- **Task instructions**:
Extract every line in the records below that contains the string "dark".

- **Data provided**:
..............................

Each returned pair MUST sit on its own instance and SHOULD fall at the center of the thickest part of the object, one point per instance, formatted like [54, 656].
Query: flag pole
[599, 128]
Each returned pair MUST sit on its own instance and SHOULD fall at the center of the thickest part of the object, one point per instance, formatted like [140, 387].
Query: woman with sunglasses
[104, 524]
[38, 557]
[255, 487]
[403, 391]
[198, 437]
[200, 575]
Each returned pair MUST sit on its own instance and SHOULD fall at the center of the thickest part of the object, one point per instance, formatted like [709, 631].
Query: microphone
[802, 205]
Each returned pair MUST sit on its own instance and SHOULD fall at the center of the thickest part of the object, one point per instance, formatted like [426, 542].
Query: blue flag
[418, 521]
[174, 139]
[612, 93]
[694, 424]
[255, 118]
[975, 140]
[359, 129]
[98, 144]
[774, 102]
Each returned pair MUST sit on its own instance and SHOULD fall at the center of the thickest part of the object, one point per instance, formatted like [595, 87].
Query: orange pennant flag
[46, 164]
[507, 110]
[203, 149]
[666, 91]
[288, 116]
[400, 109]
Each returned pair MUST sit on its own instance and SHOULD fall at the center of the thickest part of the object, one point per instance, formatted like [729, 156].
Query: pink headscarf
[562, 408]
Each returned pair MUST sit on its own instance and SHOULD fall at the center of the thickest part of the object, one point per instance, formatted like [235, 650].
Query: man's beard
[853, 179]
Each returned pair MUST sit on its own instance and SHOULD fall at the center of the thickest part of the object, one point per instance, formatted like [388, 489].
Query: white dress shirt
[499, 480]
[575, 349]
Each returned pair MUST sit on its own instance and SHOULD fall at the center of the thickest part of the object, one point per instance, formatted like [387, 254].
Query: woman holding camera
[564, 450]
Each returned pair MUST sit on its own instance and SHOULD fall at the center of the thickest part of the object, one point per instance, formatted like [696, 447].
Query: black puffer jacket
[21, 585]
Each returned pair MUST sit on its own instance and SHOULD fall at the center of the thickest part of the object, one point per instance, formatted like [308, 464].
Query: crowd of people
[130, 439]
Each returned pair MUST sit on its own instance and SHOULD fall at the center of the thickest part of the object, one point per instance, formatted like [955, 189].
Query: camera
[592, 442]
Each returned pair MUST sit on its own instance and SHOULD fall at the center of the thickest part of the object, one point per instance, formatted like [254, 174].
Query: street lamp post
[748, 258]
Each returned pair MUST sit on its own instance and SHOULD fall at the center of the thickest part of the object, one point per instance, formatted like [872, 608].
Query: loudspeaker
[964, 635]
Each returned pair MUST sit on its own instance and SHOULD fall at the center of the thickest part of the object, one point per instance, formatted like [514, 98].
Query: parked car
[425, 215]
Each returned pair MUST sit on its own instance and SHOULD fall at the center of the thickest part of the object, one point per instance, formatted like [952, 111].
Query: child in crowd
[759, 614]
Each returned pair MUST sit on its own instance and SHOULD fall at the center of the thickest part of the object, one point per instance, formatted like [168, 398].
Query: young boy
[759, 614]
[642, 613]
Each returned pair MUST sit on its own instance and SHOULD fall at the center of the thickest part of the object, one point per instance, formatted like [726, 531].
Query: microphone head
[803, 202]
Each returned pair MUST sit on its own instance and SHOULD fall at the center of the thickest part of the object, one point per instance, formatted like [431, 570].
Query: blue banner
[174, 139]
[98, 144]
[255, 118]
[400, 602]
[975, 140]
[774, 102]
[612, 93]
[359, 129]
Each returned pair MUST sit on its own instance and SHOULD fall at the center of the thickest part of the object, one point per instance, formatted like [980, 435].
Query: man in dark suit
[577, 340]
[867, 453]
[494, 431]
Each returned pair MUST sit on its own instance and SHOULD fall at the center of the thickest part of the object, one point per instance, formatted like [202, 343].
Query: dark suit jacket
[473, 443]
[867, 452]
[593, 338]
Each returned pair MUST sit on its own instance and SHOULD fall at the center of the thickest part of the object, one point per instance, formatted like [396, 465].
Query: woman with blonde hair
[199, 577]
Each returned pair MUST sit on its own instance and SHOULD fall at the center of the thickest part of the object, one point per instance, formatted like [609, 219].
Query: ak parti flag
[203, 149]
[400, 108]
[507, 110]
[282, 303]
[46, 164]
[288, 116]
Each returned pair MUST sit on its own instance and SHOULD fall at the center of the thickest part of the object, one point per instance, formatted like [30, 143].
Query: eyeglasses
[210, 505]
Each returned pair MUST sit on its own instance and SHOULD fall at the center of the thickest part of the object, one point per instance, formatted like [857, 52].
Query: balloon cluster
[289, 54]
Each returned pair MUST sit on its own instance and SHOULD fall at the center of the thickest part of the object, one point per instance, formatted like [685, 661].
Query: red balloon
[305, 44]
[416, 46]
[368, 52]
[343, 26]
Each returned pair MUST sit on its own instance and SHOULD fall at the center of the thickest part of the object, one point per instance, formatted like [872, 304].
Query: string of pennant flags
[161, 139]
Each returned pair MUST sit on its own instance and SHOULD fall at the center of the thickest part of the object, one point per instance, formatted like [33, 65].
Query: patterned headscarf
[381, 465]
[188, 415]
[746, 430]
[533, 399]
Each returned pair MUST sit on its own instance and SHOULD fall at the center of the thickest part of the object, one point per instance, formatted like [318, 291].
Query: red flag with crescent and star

..............................

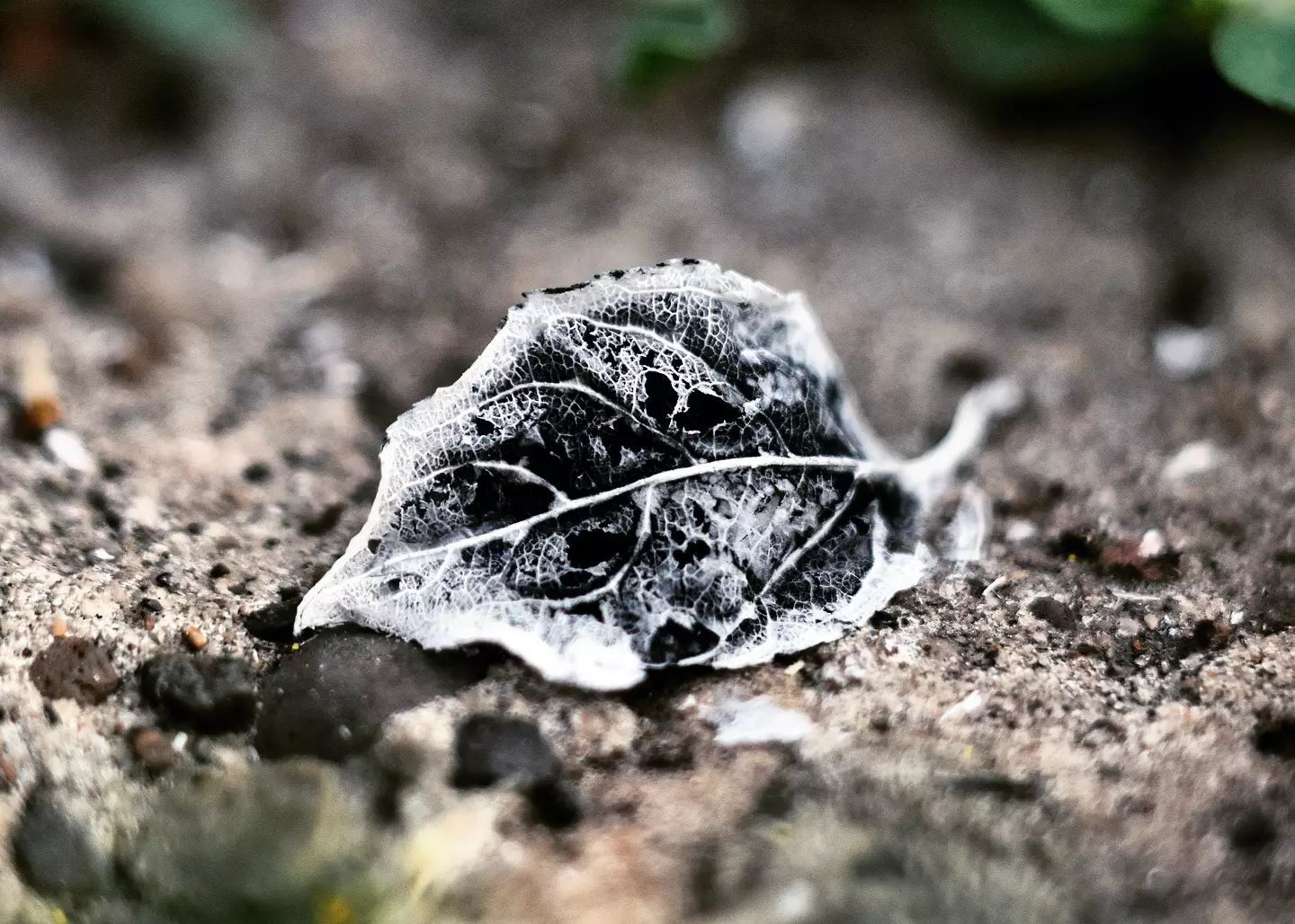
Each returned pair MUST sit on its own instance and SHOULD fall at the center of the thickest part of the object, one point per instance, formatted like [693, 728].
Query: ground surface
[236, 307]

..............................

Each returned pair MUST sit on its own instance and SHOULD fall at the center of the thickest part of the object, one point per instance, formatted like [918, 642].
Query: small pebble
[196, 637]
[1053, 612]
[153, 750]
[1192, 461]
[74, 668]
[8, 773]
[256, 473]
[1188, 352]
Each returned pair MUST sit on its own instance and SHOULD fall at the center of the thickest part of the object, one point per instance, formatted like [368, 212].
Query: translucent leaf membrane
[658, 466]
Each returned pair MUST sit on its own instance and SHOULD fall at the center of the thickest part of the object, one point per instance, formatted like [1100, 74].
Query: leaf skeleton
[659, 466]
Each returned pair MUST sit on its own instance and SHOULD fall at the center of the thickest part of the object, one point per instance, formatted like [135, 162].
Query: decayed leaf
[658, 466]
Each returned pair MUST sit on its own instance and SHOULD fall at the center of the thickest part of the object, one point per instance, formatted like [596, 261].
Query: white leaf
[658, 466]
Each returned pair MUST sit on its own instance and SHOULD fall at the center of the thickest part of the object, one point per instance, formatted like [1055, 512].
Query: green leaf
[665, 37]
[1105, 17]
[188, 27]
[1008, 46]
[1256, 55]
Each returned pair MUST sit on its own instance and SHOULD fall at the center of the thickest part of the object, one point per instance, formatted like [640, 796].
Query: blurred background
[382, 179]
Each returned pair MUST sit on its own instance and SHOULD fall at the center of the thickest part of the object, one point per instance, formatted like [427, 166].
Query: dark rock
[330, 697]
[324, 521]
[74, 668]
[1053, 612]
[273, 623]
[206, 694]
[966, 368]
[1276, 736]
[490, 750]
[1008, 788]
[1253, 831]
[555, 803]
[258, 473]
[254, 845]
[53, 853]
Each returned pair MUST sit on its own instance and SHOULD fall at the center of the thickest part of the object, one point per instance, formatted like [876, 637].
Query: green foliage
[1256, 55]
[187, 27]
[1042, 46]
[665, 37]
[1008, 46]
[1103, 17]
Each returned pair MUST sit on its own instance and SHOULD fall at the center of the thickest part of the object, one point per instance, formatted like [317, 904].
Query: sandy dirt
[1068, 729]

..............................

- **Correct answer**:
Query: man in dark suit
Query: dark suit jacket
Query: dark rock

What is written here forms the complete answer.